** START OF TEXT SEGMENT **

It is a matchup of dreamers and believers. One organization that has been to the promised land and another clearly built to chart a course there eventually.
With still many hours and column inches to fill before Game 1 is played at Amalie Arena on Wednesday night, there is a danger of
overhyping the championship series. Both teams possess two forwards lines capable of slicing through a defence as if armed with a samurai sword.
In fact, after two low-scoring rounds to begin these Stanley Cup playoffs, the Blackhawks and Lightning have provided us salvation from all of the fretting about a return to the NHL’s dreaded “Dead Puck Era.”
Thank goodness for that.
“You look at their top two lines and their top four D, it’s almost like the Harlem Globetrotters out there at times on the ice the way they can pass it and move,” Stamkos said of the Blackhawks. “You can see that they’ve played together for a while, that core bunch of guys. They know where they are on the ice all the time.”
He could just as easily have been talking about his own team, at least the version we’ve seen through three roller-coaster rounds so far. The Lighting’s top six forwards have scored 45 (of the team’s 55) goals this post-season, an average of 2.5 per game.
That’s a slightly better clip than Chicago’s rotating top-six (2.19 per game) have managed, and it came while facing elite goaltenders Carey Price and Henrik Lundqvist in the last two rounds.
What both coaches must determine in the leadup to Game 1 is how much line matching they want to get involved with. Neither Joel Quenneville nor Jon Cooper have shown much affinity for the practice in earlier rounds — it can disrupt the rhythm on the bench — and if that continues, we’ll likely see plenty of best-on-best.
For example, it could mean Tyler Johnson’s potent triplets against Jonathan Toews and whichever wingers he’s playing with (it was Patrick Kane and Brandon Saad in Game 7 against Anaheim). Should that happen, five of the 10 top goal-scorers in the playoffs would be on the ice at the same time.
“I think it would be an unbelievable challenge,” said Johnson. “(Toews) is a great player; one of those players that you watch and you try to model your game after because he is a complete player and he works extremely hard.
“If that’s a matchup that happens throughout this series, we’re going to have to compete.”

** END OF TEXT SEGMENT **
** START OF DATA ENTRIES **

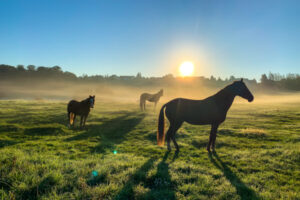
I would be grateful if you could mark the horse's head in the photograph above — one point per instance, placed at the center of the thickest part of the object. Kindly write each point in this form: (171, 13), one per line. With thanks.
(91, 101)
(240, 89)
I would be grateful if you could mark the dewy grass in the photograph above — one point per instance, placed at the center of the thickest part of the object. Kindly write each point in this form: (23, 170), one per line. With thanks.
(116, 156)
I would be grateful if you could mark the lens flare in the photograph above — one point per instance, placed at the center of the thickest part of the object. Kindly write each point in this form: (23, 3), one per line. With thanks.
(186, 68)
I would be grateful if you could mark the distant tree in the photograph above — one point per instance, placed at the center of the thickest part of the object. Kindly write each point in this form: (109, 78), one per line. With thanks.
(20, 68)
(168, 76)
(232, 78)
(212, 78)
(31, 68)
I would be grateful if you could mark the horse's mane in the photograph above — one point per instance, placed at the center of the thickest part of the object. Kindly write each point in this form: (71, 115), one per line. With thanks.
(85, 100)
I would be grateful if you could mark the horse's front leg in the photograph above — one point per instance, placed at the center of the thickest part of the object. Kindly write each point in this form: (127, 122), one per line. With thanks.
(84, 120)
(81, 120)
(155, 105)
(212, 137)
(74, 120)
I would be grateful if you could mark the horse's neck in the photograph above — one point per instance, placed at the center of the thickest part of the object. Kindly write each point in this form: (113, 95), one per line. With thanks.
(85, 102)
(158, 95)
(224, 99)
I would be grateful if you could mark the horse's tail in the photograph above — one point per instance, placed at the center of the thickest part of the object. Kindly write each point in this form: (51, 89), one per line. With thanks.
(161, 127)
(142, 102)
(71, 118)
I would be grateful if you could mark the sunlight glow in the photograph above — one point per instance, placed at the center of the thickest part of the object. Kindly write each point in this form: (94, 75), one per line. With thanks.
(186, 68)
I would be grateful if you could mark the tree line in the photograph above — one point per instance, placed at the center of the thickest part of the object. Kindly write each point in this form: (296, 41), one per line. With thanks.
(33, 74)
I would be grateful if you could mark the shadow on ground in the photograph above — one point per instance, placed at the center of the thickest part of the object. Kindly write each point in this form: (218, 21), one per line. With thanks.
(159, 185)
(242, 189)
(111, 131)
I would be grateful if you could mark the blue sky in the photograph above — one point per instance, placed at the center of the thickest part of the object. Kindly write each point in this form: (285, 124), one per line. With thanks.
(223, 38)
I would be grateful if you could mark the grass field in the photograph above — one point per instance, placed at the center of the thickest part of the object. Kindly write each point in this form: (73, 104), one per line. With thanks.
(116, 156)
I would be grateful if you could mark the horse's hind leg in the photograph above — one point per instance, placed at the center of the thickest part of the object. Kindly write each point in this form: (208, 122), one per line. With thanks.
(81, 120)
(168, 136)
(69, 122)
(74, 119)
(177, 126)
(155, 105)
(84, 120)
(212, 137)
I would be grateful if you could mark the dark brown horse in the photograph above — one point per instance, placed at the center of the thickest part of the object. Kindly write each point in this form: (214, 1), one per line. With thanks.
(81, 108)
(150, 97)
(211, 110)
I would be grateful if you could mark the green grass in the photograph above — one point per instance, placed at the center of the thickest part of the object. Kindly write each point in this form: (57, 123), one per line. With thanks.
(258, 154)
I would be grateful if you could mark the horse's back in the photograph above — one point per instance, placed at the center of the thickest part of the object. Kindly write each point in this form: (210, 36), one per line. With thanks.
(193, 111)
(72, 104)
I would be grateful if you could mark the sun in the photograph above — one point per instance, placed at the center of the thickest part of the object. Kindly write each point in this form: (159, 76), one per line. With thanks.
(186, 68)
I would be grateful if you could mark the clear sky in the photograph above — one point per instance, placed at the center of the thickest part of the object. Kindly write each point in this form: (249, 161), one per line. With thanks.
(241, 38)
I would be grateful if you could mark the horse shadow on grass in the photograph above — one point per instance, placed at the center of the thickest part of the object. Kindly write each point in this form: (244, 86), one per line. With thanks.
(160, 184)
(259, 137)
(242, 189)
(111, 131)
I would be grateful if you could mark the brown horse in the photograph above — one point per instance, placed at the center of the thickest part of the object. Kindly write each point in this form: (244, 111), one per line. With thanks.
(211, 110)
(80, 108)
(150, 97)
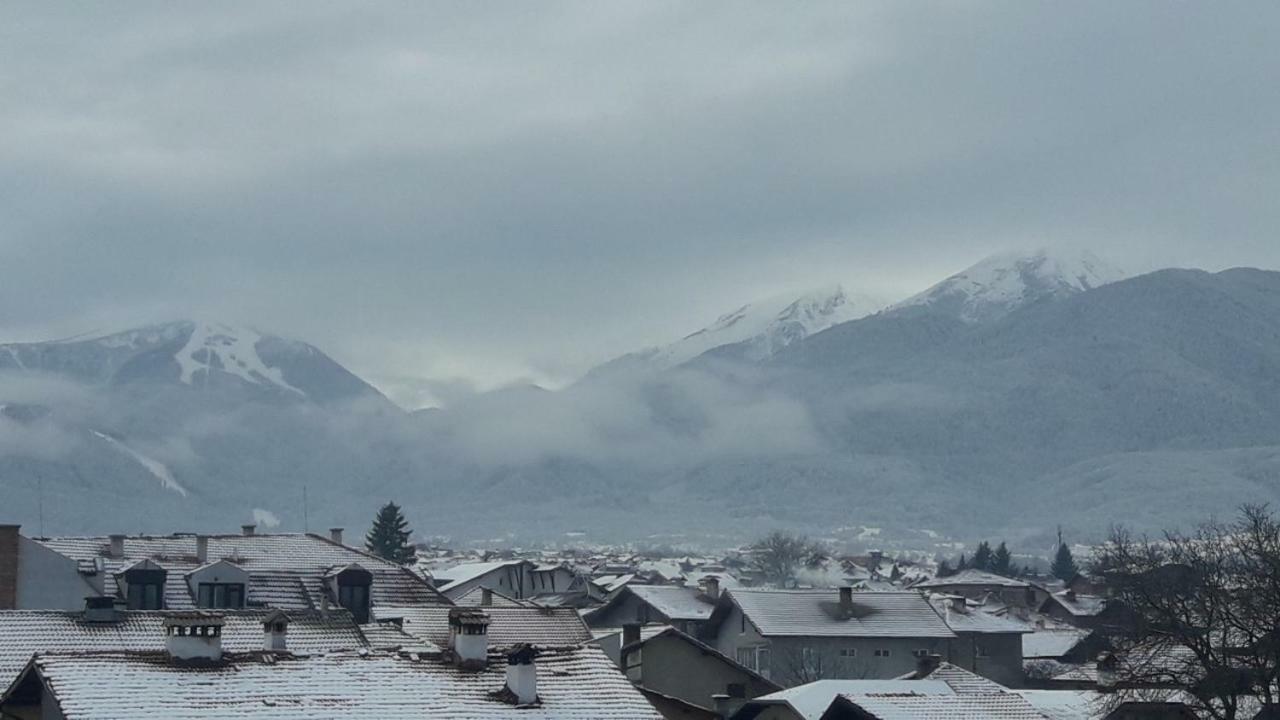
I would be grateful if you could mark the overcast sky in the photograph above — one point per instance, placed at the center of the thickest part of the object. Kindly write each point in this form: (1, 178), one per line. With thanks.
(492, 192)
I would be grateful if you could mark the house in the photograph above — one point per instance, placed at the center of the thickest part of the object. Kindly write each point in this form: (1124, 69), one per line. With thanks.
(979, 584)
(794, 637)
(195, 678)
(507, 625)
(1089, 611)
(684, 607)
(187, 572)
(519, 579)
(23, 633)
(941, 689)
(672, 664)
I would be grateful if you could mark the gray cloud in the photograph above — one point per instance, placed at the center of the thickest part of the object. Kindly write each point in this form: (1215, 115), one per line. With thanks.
(487, 194)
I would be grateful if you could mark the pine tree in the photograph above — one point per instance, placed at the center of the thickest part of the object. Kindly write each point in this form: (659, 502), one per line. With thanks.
(389, 536)
(1064, 564)
(982, 557)
(1001, 563)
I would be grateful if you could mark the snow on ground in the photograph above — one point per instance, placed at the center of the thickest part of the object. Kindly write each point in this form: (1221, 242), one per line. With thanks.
(234, 350)
(154, 466)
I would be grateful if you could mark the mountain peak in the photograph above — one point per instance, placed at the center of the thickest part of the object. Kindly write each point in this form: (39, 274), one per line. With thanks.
(1001, 283)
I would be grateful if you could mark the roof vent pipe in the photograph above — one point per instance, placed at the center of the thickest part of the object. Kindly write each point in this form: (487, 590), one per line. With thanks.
(117, 546)
(522, 674)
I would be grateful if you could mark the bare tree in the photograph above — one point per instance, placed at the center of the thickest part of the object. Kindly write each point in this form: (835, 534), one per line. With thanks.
(778, 556)
(1202, 611)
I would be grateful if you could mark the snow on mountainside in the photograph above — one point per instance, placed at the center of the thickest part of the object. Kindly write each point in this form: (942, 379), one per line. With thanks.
(1001, 283)
(759, 329)
(199, 354)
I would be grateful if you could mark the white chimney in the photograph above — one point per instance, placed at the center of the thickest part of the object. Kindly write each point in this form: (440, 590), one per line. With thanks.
(522, 674)
(275, 632)
(117, 546)
(712, 583)
(469, 637)
(193, 637)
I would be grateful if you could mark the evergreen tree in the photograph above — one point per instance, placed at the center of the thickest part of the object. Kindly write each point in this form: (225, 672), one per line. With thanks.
(1001, 563)
(1064, 565)
(982, 557)
(388, 538)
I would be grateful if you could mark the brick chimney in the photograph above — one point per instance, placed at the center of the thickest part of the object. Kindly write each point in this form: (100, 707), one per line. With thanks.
(469, 637)
(522, 674)
(9, 545)
(99, 609)
(193, 637)
(117, 548)
(275, 632)
(712, 587)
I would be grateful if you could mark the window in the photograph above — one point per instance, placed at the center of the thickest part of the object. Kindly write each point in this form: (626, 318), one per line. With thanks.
(220, 595)
(355, 598)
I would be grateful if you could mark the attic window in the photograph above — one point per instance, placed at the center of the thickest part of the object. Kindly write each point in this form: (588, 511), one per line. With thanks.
(220, 595)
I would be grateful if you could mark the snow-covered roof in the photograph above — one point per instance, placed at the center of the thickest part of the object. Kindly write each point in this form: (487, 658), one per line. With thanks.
(26, 632)
(457, 575)
(286, 570)
(1052, 642)
(675, 601)
(974, 620)
(574, 683)
(814, 613)
(507, 625)
(972, 578)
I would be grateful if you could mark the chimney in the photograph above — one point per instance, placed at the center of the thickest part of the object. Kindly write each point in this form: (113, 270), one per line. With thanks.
(193, 637)
(927, 664)
(712, 583)
(99, 609)
(469, 637)
(117, 546)
(630, 633)
(9, 543)
(275, 630)
(522, 674)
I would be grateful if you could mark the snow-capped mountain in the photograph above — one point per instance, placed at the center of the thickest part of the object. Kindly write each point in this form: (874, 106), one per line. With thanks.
(202, 355)
(1001, 283)
(754, 332)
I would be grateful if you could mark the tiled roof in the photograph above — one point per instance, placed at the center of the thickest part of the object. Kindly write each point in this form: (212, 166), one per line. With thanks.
(24, 632)
(576, 683)
(972, 578)
(974, 620)
(1052, 643)
(286, 570)
(507, 625)
(675, 601)
(896, 706)
(475, 595)
(814, 614)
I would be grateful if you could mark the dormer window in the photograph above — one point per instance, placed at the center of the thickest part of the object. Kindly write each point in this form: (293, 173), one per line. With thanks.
(351, 586)
(223, 596)
(144, 586)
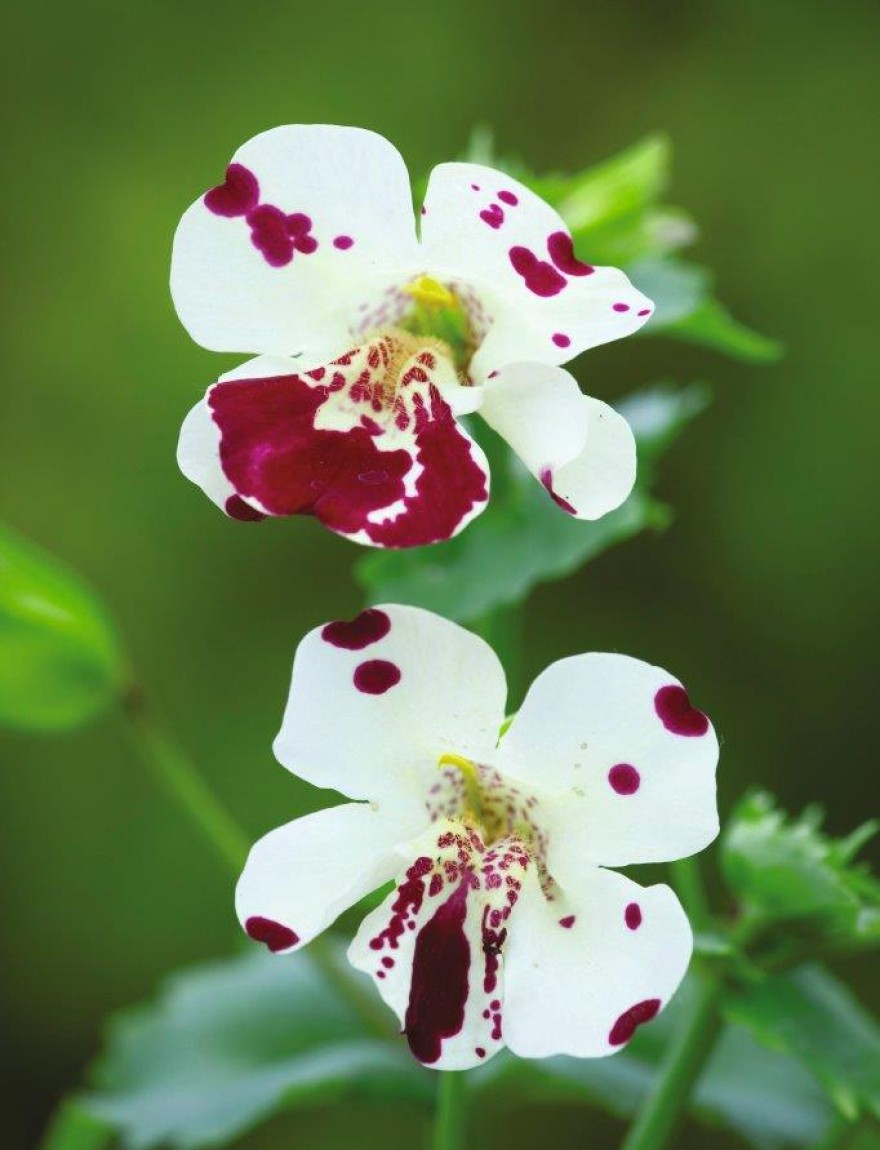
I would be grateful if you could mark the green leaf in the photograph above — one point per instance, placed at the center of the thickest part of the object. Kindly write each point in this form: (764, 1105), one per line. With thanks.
(712, 326)
(758, 1094)
(811, 1016)
(783, 869)
(74, 1128)
(229, 1043)
(522, 538)
(60, 656)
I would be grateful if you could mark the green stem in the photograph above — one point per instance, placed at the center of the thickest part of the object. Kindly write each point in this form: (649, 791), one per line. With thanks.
(181, 780)
(662, 1111)
(449, 1126)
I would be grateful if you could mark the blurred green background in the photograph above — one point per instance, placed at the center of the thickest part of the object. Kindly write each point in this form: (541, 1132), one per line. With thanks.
(763, 595)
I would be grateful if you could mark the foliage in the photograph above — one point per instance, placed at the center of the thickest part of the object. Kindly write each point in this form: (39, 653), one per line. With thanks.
(60, 657)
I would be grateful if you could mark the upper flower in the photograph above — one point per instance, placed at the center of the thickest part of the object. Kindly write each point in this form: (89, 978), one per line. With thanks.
(370, 340)
(504, 927)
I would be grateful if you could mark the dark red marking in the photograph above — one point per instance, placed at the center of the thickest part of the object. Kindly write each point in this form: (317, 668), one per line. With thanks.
(624, 779)
(633, 915)
(629, 1021)
(237, 508)
(353, 635)
(541, 278)
(439, 981)
(676, 714)
(275, 935)
(375, 676)
(546, 480)
(238, 194)
(560, 247)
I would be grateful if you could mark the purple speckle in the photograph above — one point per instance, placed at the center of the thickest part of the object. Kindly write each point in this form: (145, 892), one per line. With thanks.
(375, 676)
(624, 779)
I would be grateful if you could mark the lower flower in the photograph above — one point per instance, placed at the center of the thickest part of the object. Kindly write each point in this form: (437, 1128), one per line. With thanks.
(504, 927)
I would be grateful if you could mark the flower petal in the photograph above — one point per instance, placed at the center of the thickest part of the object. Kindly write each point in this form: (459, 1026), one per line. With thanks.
(602, 476)
(375, 702)
(435, 945)
(514, 251)
(584, 971)
(625, 763)
(299, 878)
(392, 472)
(312, 225)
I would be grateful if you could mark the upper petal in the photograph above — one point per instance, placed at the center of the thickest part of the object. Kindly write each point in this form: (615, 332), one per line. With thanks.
(543, 304)
(299, 878)
(376, 702)
(584, 971)
(626, 764)
(313, 223)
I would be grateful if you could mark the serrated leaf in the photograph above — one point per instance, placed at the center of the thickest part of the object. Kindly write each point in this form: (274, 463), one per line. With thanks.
(783, 869)
(811, 1016)
(522, 538)
(760, 1095)
(229, 1043)
(60, 657)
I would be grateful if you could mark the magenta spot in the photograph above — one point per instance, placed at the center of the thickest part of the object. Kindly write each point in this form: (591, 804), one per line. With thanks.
(546, 480)
(359, 633)
(676, 714)
(375, 676)
(238, 194)
(560, 247)
(624, 779)
(439, 980)
(541, 278)
(275, 935)
(633, 915)
(626, 1026)
(237, 508)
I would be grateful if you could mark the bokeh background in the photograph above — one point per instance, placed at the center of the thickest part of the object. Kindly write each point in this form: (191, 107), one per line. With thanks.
(763, 593)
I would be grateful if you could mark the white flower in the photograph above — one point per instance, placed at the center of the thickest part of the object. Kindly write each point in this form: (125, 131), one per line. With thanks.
(504, 927)
(370, 340)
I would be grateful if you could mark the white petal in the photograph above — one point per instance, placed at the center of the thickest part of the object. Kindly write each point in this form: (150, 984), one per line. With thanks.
(603, 474)
(375, 703)
(514, 252)
(582, 971)
(246, 277)
(299, 878)
(435, 947)
(626, 765)
(540, 411)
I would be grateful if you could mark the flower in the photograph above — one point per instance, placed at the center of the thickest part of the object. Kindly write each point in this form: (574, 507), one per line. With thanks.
(504, 925)
(372, 342)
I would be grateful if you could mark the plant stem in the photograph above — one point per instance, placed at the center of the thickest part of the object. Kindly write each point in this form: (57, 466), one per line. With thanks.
(449, 1126)
(663, 1109)
(181, 780)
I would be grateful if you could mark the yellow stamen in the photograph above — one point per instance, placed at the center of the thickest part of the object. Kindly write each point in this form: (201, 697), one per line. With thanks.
(426, 290)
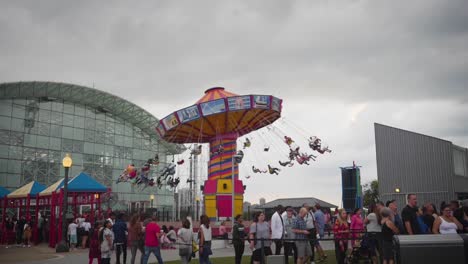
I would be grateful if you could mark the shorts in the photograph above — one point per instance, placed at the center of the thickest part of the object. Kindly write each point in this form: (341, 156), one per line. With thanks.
(303, 249)
(73, 239)
(257, 254)
(387, 250)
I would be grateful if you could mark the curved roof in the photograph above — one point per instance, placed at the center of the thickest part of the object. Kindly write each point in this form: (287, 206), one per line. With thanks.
(219, 112)
(103, 101)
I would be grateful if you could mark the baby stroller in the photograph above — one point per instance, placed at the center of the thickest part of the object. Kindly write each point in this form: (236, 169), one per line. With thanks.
(360, 252)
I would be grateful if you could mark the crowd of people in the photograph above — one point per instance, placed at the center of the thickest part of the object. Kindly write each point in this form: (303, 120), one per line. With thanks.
(20, 230)
(384, 221)
(293, 233)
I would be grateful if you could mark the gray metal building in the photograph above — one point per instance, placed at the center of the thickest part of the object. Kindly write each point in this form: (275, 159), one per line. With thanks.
(407, 162)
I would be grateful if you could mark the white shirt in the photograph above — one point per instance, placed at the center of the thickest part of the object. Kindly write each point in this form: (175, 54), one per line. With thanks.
(86, 226)
(72, 229)
(373, 225)
(310, 220)
(277, 226)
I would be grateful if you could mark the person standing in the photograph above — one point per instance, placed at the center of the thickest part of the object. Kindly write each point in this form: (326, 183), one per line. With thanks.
(289, 245)
(328, 221)
(106, 239)
(120, 232)
(259, 230)
(357, 225)
(27, 233)
(223, 233)
(238, 239)
(389, 229)
(40, 227)
(311, 227)
(79, 229)
(320, 221)
(135, 233)
(152, 235)
(185, 247)
(341, 233)
(86, 228)
(304, 248)
(277, 229)
(392, 204)
(94, 246)
(446, 223)
(374, 229)
(172, 236)
(410, 217)
(19, 227)
(72, 232)
(205, 237)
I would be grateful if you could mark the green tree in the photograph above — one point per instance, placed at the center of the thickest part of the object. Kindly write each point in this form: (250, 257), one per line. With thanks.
(370, 192)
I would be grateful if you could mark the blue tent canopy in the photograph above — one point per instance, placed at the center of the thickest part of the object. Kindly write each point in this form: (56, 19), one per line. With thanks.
(3, 192)
(85, 183)
(37, 188)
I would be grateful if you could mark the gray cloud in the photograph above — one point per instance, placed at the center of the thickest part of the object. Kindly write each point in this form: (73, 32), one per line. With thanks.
(400, 59)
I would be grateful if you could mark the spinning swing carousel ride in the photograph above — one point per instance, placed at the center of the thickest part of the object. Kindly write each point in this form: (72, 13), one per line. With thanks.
(220, 118)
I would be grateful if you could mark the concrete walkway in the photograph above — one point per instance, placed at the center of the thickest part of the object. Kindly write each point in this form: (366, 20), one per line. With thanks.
(44, 255)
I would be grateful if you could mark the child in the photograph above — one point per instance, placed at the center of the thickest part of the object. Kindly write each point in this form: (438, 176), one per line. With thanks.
(94, 246)
(27, 235)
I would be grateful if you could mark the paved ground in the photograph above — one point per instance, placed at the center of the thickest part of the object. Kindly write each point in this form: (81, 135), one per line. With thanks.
(44, 255)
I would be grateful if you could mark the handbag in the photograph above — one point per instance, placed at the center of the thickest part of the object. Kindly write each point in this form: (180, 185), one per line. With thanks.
(183, 252)
(194, 247)
(105, 246)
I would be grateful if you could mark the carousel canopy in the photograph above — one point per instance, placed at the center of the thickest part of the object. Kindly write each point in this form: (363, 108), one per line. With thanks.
(85, 183)
(3, 192)
(219, 112)
(52, 188)
(31, 188)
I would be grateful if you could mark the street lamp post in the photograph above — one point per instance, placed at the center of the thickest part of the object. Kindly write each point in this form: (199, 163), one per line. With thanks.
(236, 159)
(62, 246)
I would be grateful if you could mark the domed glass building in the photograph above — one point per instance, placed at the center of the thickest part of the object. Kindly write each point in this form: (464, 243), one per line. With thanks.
(41, 121)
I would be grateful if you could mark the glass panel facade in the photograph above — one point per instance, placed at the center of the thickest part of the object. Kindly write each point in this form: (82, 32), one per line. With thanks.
(35, 135)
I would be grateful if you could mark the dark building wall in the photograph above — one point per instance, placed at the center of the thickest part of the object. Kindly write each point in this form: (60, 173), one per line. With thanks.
(414, 163)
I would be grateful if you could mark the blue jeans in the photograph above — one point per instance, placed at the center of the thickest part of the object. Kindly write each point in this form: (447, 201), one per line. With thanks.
(205, 256)
(156, 251)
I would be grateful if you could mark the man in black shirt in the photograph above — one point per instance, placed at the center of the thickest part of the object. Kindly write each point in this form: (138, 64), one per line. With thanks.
(409, 216)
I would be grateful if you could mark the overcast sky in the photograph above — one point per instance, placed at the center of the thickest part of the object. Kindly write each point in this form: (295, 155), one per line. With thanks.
(339, 66)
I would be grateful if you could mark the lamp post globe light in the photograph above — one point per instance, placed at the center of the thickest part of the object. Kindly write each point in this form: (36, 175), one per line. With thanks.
(152, 199)
(63, 246)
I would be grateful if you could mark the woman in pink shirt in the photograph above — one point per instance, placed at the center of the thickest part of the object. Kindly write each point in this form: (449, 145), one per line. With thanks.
(357, 225)
(223, 233)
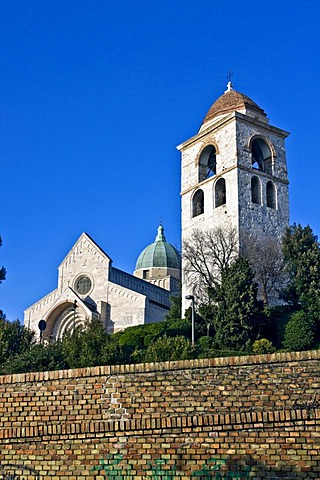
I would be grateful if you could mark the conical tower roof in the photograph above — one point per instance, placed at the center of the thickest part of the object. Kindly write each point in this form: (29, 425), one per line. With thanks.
(232, 101)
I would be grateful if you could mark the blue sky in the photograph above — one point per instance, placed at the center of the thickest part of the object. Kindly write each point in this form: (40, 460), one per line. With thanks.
(95, 97)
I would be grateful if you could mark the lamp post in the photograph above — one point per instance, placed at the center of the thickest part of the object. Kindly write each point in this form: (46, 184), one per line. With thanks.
(191, 297)
(74, 307)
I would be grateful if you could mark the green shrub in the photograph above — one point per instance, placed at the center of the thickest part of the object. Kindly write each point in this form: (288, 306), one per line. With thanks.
(299, 332)
(169, 349)
(262, 346)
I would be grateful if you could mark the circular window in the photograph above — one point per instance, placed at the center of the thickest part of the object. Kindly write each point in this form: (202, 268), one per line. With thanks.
(83, 285)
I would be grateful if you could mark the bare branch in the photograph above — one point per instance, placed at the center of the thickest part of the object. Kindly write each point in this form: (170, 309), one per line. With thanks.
(205, 255)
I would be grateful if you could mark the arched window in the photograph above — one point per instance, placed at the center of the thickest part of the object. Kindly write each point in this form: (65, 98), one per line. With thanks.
(255, 190)
(261, 156)
(271, 195)
(197, 203)
(220, 193)
(207, 163)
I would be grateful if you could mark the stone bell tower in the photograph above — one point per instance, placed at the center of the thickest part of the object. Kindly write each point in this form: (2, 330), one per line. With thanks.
(234, 172)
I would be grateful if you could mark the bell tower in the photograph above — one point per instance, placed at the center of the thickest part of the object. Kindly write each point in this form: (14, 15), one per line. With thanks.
(234, 173)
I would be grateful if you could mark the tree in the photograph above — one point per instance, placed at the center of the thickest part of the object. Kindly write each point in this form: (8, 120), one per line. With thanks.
(205, 255)
(301, 251)
(267, 262)
(235, 306)
(14, 339)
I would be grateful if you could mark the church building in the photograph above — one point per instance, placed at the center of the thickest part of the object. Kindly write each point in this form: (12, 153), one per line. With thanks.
(90, 287)
(233, 174)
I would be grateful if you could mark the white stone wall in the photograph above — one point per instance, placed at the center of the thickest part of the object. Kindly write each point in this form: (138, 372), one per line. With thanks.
(231, 136)
(117, 298)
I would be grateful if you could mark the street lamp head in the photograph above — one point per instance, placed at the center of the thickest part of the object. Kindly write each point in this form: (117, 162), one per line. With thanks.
(189, 297)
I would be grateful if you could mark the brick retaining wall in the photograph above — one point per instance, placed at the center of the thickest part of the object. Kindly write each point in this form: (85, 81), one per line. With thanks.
(254, 417)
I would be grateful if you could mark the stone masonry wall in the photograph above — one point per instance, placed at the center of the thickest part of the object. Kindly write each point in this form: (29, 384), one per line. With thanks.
(254, 417)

** END OF DATA ENTRIES **

Extend the Stanley Cup Final preview, starting right after its final sentence.

For those without a rooting interest in this Stanley Cup final, that is what makes Chicago vs. Tampa so tantalizing. Neither of these teams has any interest in playing cynical, smothering hockey and neither employs what was once commonly known as a shutdown line.
Instead, we have all kinds of players capable of making plays; two lineups that can create something from nothing.
One team we know a little better because of the major roles Toews and Kane have played in past championship runs. The other we’ve started to learn more about this spring and it has been a grand introduction so far.
Put together, they offer all of the ingredients needed for an exquisite stir fry. We’ll have to see if turns out that way once the heat gets turned up.
While there is bound to be a feeling-out process in the early going of this series, Cooper has made it clear to his players that they can’t afford to be timid against such an accomplished foe: “With the team we’re playing, there’s not enough games to take one off.”
The NHL’s clever marketing campaign for the final is built on the idea of a “name.” As in making one for yourself, and getting it in engraved into the rounded edges of the Stanley Cup.
Even if this Lightning team hasn’t yet managed to accomplish that like Chicago, some of the players are starting to visualize what it might be like.
“There’s definitely the image of you hoisting the Stanley Cup,” said Stamkos. “I mean that’s just natural. As soon as the playoffs start, I think you’re having your pre-game naps thinking about that.”
First they must find a way to slay the Beast.